### [The problem]
Please copy each line below that contains the string "surface".

### [Point localization data]

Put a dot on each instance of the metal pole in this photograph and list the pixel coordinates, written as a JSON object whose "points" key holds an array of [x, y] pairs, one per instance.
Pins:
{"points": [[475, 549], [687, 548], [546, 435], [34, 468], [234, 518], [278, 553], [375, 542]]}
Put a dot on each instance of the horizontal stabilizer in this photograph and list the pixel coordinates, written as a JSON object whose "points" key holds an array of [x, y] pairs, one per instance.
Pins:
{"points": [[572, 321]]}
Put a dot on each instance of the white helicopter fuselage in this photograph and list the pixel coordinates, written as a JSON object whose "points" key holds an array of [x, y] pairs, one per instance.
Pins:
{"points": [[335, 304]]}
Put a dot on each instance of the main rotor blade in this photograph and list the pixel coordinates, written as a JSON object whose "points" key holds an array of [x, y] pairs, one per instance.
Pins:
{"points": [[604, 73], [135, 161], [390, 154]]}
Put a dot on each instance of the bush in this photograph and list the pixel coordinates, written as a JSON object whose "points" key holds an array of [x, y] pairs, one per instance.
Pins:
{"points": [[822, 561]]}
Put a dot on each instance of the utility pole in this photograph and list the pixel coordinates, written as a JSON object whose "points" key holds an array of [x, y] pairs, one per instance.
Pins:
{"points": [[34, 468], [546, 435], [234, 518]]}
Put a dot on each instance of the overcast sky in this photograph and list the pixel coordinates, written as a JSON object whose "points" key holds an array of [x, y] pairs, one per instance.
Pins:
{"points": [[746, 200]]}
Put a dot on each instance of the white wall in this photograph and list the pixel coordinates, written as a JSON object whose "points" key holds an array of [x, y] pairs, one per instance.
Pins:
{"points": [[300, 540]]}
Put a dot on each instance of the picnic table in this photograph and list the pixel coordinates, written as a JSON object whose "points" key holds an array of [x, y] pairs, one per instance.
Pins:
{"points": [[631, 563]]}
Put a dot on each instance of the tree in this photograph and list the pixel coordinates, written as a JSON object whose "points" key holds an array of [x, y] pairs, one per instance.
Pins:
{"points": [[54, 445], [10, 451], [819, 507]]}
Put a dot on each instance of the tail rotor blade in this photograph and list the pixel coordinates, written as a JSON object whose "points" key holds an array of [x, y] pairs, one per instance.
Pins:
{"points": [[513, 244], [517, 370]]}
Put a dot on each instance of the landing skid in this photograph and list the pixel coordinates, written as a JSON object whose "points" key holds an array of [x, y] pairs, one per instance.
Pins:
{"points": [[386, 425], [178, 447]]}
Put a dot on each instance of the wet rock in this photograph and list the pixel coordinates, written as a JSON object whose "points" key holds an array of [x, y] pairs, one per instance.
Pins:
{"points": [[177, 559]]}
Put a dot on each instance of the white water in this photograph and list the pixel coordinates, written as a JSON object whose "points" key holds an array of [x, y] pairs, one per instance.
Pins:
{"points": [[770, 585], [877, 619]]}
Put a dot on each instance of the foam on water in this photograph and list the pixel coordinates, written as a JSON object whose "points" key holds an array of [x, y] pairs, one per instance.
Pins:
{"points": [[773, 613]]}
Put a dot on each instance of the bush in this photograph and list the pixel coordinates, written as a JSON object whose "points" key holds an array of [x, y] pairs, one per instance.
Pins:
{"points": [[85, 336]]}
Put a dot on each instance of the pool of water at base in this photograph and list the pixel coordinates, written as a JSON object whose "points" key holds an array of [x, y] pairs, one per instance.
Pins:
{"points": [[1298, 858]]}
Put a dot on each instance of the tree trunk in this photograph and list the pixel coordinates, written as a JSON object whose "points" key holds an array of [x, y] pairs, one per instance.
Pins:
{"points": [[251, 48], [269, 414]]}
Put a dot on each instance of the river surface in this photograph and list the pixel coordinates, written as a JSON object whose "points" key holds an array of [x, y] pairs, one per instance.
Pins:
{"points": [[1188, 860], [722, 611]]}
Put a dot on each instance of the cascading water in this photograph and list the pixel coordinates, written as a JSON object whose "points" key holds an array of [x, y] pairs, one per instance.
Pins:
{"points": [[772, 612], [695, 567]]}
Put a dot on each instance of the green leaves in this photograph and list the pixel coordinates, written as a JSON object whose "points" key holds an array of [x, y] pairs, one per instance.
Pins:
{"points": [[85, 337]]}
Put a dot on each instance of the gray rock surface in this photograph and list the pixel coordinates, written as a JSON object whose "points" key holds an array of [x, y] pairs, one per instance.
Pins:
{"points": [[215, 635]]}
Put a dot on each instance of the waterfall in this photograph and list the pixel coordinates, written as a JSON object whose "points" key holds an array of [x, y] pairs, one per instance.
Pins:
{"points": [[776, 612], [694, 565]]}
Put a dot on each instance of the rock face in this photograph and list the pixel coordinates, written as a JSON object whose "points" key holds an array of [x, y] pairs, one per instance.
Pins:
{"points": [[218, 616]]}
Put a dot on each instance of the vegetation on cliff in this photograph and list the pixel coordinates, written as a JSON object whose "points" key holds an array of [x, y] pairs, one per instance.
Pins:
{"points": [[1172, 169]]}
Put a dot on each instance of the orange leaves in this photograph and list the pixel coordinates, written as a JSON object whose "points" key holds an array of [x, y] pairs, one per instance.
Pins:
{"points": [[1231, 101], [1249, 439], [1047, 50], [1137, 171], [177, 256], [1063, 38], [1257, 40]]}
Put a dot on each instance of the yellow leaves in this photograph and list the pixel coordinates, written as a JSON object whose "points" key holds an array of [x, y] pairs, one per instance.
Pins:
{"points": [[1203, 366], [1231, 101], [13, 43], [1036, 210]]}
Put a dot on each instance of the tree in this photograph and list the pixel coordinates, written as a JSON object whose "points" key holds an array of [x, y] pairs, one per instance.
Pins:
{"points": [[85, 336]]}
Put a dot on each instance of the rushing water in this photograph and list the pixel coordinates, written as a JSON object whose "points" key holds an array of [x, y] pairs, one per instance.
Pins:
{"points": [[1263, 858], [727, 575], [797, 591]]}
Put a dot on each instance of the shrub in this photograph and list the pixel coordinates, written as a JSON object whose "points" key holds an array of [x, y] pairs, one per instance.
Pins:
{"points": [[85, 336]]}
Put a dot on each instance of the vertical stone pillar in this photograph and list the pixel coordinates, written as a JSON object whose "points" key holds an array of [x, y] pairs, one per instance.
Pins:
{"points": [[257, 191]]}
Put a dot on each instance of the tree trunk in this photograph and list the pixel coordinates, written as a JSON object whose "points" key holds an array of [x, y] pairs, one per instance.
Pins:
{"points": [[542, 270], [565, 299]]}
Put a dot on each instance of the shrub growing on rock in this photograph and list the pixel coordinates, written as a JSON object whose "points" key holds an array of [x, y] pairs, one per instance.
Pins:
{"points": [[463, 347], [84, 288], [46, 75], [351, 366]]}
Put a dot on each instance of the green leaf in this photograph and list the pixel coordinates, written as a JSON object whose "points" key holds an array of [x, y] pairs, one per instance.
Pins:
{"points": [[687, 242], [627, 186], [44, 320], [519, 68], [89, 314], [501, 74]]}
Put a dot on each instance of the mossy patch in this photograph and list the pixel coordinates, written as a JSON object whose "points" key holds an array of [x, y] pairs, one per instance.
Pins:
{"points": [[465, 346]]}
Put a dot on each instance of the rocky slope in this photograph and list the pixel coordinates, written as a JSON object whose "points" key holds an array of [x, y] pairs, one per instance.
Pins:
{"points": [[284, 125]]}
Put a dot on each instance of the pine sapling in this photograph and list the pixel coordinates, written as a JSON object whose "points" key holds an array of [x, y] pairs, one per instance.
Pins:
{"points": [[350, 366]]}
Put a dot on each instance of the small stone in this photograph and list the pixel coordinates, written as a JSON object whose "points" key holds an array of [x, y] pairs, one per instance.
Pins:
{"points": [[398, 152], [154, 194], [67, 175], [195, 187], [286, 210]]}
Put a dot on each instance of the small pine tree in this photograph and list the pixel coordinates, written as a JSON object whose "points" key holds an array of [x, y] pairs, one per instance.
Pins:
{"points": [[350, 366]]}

### [Result]
Put a dot on each instance of the river surface in this photograph and list the pixel coordinates, written as a JSON object whose "points" key holds an array of [x, y] pairs, one per instance.
Put a dot on each instance of the gray rock surface in this photograph and list the pixel coordinates, written as a JSON object whose "points" key holds an array of [x, y] pairs, one per instance.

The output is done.